Eine Hand mit zwei kleinen Tabletten. © NDR/Kulturjournal

Aktive, passive und indirekte Sterbehilfe - was heißt das?

Stand: 08.11.2023 11:16 Uhr

Sterbehilfe ist in Deutschland ein umstrittenes Thema. Juristen unterscheiden zwischen assistiertem Suizid sowie aktiver, passiver und indirekter Sterbehilfe. Doch was bedeutet das und was ist erlaubt und was strafbar?

Seit dem Februar 2020 befindet sich der assistierte Suizid in einer Grauzone. Damals erklärte das Bundesverfassungsgerichts das Verbot, die Selbsttötung "geschäftsmäßig zu fördern" für verfassungswidrig und hob ein entsprechendes Strafgesetz auf. Der Gesetzgeber muss die Sterbehilfe neu regeln. Zwei Initiativen für eine Neuregelung scheiterten 2023 jedoch im Bundestag.

* **Datenzeilen**:
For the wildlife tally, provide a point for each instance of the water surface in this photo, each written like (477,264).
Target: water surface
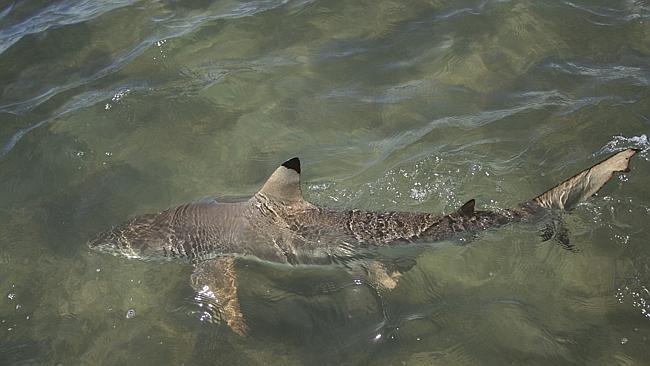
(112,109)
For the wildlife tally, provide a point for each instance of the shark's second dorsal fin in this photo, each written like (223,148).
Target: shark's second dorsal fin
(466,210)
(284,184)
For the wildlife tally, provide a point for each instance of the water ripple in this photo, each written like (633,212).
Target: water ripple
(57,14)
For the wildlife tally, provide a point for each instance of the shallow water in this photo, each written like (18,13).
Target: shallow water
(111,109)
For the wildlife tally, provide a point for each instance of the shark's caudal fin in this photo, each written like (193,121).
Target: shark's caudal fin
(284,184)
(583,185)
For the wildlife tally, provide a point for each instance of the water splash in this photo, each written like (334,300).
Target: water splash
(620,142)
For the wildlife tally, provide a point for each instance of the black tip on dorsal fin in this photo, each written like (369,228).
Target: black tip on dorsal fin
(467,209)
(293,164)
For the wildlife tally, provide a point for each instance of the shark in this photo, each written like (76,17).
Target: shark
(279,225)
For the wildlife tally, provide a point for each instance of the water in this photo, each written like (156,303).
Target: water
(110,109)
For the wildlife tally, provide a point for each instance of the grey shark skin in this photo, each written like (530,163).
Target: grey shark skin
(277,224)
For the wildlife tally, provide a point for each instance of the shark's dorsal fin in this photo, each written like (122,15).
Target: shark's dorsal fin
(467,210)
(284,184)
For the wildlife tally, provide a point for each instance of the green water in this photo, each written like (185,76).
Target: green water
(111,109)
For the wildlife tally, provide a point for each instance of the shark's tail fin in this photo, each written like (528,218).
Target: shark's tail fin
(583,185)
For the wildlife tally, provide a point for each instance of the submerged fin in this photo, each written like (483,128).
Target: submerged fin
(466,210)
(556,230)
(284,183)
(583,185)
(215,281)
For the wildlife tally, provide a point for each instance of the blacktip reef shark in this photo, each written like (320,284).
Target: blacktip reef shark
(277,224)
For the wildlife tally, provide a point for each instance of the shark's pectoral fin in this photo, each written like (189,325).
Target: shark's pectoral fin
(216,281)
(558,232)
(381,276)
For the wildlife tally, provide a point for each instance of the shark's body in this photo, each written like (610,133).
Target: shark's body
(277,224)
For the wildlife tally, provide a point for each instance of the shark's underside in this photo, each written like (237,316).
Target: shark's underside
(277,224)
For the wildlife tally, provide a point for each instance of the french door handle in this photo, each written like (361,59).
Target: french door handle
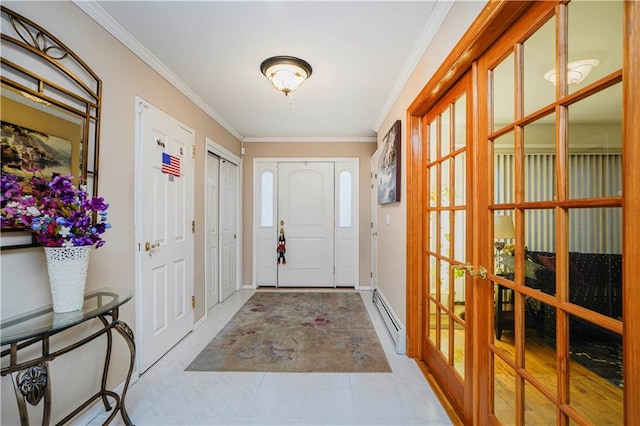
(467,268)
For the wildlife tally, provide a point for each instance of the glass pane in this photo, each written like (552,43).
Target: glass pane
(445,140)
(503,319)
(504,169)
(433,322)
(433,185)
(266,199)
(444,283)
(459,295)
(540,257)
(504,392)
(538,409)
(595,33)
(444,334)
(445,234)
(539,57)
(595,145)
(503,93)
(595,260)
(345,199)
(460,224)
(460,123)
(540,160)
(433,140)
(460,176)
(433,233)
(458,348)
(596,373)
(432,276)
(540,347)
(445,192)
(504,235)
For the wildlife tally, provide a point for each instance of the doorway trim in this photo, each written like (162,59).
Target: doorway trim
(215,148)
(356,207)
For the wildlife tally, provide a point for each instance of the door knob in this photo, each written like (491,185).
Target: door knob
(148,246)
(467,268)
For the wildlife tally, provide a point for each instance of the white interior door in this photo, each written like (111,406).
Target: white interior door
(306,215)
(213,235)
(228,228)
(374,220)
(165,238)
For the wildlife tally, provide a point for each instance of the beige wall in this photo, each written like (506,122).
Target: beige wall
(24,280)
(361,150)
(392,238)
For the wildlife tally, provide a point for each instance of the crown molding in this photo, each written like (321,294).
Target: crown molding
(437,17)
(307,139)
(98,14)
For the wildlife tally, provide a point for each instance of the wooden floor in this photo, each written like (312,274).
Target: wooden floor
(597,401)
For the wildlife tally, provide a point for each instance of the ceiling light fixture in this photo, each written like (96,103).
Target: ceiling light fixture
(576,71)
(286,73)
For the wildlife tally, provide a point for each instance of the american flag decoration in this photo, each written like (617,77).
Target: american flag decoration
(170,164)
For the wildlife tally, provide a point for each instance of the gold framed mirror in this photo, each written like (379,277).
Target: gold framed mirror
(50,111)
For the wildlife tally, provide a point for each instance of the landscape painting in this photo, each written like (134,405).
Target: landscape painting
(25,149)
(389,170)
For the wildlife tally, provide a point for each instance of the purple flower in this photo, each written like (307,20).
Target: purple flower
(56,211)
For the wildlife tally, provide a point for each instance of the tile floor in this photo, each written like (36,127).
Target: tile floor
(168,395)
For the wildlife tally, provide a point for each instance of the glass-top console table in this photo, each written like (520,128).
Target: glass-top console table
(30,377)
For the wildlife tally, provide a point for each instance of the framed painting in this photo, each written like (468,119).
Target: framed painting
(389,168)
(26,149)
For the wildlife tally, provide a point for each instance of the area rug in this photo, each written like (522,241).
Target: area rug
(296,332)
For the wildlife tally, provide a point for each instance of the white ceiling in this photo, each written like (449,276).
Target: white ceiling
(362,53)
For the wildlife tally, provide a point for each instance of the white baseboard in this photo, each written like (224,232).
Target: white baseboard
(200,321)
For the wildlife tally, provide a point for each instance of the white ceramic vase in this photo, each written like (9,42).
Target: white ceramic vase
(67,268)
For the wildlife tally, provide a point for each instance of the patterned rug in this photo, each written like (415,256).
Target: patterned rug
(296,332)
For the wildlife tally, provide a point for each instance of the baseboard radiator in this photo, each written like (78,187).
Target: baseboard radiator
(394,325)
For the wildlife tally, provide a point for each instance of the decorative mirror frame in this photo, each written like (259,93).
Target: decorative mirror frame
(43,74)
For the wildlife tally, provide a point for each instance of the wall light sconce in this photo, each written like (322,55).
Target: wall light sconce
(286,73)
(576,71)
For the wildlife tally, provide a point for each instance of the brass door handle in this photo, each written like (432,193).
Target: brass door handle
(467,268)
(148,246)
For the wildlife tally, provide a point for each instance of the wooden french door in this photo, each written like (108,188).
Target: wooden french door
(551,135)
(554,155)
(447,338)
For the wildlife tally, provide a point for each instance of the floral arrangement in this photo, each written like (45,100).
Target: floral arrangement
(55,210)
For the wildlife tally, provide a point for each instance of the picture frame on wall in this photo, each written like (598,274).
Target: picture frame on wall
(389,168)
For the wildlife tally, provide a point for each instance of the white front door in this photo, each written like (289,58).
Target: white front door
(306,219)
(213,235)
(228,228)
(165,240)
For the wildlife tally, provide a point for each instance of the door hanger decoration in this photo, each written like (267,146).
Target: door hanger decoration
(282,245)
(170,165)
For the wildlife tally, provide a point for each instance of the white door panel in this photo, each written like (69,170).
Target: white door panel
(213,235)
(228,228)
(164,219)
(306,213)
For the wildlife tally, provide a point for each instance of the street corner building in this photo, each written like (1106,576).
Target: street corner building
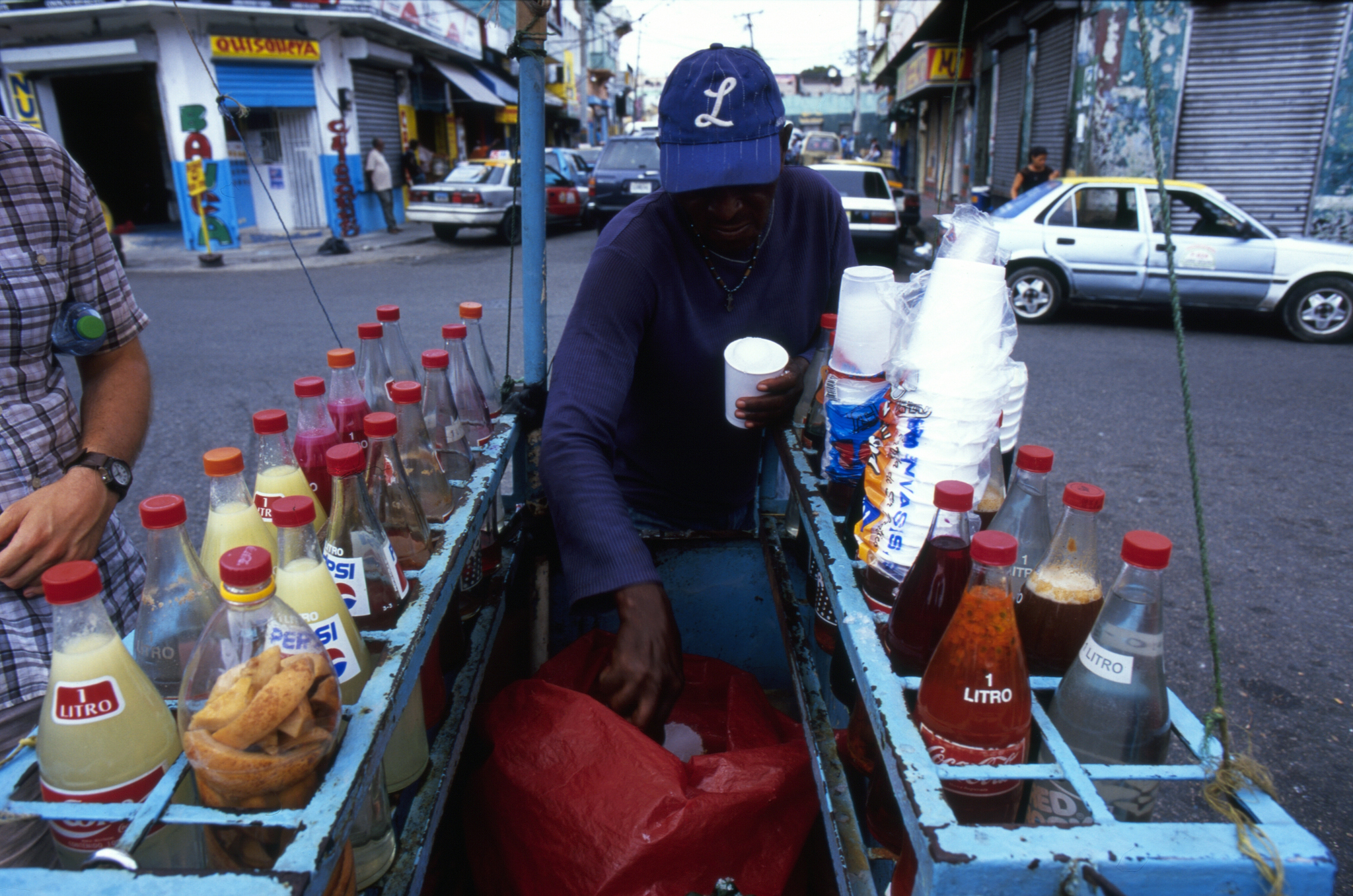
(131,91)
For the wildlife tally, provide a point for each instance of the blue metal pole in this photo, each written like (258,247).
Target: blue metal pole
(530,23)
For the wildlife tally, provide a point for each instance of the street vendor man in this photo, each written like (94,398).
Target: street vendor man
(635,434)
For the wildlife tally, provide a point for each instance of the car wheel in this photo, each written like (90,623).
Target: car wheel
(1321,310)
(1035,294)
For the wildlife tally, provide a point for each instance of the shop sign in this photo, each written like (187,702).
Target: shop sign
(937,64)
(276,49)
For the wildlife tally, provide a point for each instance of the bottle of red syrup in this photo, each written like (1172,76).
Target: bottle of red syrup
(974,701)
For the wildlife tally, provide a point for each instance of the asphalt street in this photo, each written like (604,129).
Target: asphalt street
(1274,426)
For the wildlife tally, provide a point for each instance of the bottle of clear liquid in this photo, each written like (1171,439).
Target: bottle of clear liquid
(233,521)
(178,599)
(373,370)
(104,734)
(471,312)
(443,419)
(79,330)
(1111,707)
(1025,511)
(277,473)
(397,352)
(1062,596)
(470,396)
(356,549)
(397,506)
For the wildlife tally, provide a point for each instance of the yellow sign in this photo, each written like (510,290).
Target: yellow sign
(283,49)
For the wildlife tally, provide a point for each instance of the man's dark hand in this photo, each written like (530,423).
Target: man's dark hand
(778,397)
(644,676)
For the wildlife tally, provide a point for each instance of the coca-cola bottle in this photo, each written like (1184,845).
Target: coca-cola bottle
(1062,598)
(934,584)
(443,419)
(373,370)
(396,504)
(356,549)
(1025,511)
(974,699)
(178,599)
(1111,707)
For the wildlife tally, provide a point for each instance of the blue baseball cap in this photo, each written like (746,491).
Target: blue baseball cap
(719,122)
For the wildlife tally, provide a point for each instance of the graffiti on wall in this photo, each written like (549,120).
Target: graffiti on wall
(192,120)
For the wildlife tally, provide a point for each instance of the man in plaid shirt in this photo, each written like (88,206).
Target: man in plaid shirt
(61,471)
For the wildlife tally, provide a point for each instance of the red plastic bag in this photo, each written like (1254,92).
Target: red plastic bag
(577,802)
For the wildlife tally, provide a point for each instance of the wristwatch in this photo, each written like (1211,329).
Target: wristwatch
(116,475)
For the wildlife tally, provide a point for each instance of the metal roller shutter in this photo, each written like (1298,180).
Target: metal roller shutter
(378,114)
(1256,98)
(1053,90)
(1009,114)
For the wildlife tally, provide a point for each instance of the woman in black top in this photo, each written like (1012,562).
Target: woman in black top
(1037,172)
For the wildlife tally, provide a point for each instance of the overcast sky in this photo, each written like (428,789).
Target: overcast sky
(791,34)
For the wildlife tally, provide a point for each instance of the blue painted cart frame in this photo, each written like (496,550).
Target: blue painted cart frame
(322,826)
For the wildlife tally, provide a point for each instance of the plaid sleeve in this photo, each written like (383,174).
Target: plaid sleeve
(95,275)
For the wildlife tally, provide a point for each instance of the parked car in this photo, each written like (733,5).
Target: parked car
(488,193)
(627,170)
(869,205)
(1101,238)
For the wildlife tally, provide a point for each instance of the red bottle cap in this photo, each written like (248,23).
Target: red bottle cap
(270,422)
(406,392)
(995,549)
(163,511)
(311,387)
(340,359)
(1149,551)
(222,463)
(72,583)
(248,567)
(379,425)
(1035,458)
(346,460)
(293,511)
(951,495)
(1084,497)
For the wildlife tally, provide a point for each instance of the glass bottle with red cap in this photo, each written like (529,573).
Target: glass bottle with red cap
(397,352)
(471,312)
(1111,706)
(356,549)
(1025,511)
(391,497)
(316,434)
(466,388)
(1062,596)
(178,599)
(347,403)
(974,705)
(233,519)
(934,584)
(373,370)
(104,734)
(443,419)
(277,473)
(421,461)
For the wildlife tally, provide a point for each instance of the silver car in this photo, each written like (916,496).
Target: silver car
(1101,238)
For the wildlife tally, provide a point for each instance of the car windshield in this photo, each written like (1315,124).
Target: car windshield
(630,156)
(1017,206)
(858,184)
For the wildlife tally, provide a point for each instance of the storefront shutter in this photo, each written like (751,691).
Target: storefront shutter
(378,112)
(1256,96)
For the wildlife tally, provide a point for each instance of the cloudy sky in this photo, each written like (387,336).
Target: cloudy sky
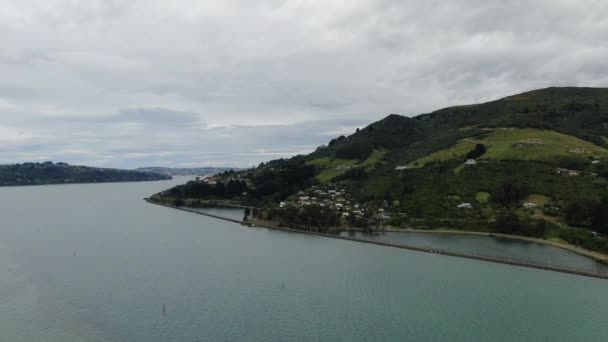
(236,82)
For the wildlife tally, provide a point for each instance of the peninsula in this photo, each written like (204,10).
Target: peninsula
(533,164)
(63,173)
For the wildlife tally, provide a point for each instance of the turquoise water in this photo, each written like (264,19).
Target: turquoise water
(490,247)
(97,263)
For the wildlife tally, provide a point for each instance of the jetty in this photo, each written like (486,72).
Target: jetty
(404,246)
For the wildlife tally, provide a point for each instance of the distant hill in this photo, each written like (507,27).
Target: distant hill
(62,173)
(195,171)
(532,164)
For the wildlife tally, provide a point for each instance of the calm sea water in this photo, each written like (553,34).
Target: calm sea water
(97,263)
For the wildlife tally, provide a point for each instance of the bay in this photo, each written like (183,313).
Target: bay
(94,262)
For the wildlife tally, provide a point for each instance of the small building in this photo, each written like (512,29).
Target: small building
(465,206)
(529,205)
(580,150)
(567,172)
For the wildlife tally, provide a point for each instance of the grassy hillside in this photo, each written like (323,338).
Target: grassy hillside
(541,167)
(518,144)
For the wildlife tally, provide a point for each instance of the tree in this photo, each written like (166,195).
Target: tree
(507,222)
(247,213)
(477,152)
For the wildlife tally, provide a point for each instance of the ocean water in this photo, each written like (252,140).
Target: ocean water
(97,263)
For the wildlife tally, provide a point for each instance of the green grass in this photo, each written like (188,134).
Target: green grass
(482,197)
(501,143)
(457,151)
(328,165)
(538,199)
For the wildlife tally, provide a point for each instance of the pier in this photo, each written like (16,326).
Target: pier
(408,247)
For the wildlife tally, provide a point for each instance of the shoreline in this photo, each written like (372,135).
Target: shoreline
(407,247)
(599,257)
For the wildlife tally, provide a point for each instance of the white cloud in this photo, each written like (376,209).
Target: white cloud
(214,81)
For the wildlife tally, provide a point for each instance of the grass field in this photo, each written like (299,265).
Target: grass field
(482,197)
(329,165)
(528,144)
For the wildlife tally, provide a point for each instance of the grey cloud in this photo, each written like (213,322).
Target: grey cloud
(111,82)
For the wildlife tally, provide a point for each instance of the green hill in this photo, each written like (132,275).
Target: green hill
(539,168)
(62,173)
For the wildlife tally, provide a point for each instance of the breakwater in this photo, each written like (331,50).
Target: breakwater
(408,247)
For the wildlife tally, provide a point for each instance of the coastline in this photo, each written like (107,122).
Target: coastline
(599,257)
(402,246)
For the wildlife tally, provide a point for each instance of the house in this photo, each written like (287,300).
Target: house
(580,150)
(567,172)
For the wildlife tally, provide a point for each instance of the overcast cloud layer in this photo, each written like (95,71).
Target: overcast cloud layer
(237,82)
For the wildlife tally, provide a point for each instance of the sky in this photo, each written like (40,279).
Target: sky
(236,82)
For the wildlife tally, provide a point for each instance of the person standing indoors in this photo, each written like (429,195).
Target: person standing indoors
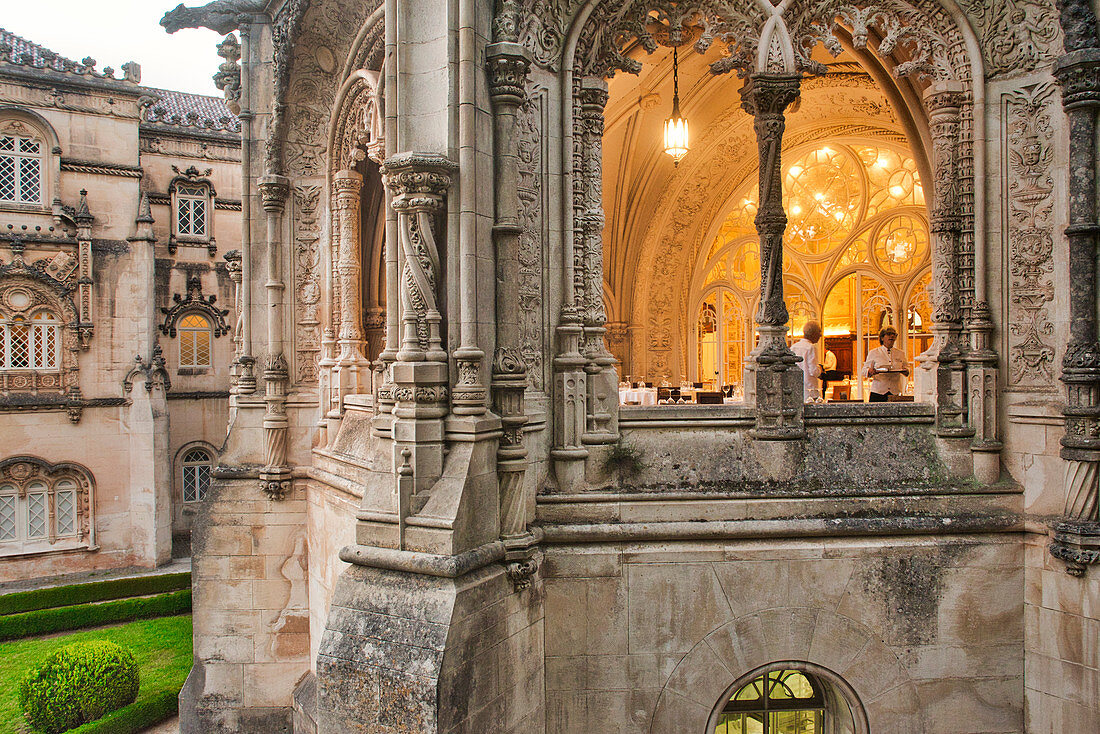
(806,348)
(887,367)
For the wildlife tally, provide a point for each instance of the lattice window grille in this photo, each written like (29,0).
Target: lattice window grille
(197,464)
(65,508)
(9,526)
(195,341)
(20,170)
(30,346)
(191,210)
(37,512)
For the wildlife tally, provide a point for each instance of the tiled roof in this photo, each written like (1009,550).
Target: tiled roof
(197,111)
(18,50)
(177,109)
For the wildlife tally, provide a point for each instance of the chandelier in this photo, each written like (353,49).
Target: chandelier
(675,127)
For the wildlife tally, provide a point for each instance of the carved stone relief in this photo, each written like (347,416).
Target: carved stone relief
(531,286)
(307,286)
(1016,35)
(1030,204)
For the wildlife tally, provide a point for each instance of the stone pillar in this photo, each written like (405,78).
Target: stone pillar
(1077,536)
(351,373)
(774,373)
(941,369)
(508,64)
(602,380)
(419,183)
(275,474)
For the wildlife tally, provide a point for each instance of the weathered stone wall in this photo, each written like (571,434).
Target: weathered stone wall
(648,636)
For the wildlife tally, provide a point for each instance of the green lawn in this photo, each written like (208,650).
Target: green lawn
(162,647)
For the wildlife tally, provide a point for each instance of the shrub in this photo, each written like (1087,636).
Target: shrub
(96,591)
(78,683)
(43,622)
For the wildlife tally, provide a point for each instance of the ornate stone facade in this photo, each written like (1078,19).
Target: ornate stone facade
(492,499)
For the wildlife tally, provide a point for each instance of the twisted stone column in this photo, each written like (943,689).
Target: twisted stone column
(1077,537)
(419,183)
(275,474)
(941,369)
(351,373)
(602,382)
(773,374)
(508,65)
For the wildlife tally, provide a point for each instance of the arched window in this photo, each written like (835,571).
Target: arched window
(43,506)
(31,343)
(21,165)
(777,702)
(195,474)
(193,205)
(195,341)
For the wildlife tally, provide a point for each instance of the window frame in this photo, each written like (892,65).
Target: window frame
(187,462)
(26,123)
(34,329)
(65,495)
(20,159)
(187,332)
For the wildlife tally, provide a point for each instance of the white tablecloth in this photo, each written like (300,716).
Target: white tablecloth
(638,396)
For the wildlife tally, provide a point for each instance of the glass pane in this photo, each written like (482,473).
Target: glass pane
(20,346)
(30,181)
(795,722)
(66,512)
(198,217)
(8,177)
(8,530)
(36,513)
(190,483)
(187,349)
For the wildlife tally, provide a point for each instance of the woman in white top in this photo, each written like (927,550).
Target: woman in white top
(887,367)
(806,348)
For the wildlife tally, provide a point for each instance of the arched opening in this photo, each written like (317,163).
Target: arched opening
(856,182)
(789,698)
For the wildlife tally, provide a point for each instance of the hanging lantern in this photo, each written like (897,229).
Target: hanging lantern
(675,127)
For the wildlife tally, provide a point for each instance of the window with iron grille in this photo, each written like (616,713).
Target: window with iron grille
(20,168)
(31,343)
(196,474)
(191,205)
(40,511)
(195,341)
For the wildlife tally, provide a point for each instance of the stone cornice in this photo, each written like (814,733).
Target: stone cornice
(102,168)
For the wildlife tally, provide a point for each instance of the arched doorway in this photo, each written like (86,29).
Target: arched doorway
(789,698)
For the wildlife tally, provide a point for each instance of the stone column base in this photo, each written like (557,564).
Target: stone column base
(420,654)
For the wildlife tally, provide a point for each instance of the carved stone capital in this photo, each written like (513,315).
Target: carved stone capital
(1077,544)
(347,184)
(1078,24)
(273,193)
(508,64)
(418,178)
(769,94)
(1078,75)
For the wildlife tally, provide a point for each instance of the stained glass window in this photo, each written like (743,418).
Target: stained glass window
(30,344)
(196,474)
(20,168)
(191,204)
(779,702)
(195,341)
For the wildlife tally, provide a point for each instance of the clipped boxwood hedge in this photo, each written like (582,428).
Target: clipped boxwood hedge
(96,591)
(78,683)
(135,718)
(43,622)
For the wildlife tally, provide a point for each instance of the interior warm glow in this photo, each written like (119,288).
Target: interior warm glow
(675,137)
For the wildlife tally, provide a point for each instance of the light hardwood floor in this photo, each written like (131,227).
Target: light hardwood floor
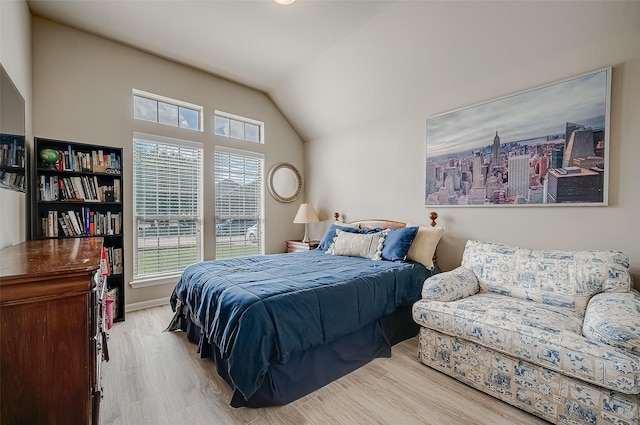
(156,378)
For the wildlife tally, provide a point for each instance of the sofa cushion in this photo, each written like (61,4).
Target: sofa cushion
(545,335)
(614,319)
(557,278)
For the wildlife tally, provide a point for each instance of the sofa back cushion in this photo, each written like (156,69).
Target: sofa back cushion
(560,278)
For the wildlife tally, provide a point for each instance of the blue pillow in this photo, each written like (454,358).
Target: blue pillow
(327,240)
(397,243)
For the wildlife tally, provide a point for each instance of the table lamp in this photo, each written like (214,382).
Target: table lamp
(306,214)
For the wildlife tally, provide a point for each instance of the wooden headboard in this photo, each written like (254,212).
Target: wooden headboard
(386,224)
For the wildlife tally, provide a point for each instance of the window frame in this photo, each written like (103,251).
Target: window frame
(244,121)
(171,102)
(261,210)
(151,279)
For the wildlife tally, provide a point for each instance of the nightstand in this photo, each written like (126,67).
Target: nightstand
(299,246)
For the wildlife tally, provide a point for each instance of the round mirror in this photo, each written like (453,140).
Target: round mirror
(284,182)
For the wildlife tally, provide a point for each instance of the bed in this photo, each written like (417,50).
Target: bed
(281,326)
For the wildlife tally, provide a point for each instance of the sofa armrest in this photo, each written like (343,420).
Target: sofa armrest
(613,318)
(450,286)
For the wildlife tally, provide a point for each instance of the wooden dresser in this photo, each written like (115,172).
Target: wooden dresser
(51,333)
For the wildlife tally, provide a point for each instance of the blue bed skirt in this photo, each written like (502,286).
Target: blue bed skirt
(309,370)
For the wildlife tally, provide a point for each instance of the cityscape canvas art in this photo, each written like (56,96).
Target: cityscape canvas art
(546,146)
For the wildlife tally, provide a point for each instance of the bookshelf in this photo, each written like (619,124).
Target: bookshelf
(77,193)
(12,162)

* **Aufgabe**: Schreiben Sie aus dem Text über Sterbehilfe das Stück von „Sterbehilfe ist in“ bis „jedoch im Bundestag.“ wortgetreu ab.

* **Lösung**:
Sterbehilfe ist in Deutschland ein umstrittenes Thema. Juristen unterscheiden zwischen assistiertem Suizid sowie aktiver, passiver und indirekter Sterbehilfe. Doch was bedeutet das und was ist erlaubt und was strafbar?

Seit dem Februar 2020 befindet sich der assistierte Suizid in einer Grauzone. Damals erklärte das Bundesverfassungsgerichts das Verbot, die Selbsttötung "geschäftsmäßig zu fördern" für verfassungswidrig und hob ein entsprechendes Strafgesetz auf. Der Gesetzgeber muss die Sterbehilfe neu regeln. Zwei Initiativen für eine Neuregelung scheiterten 2023 jedoch im Bundestag.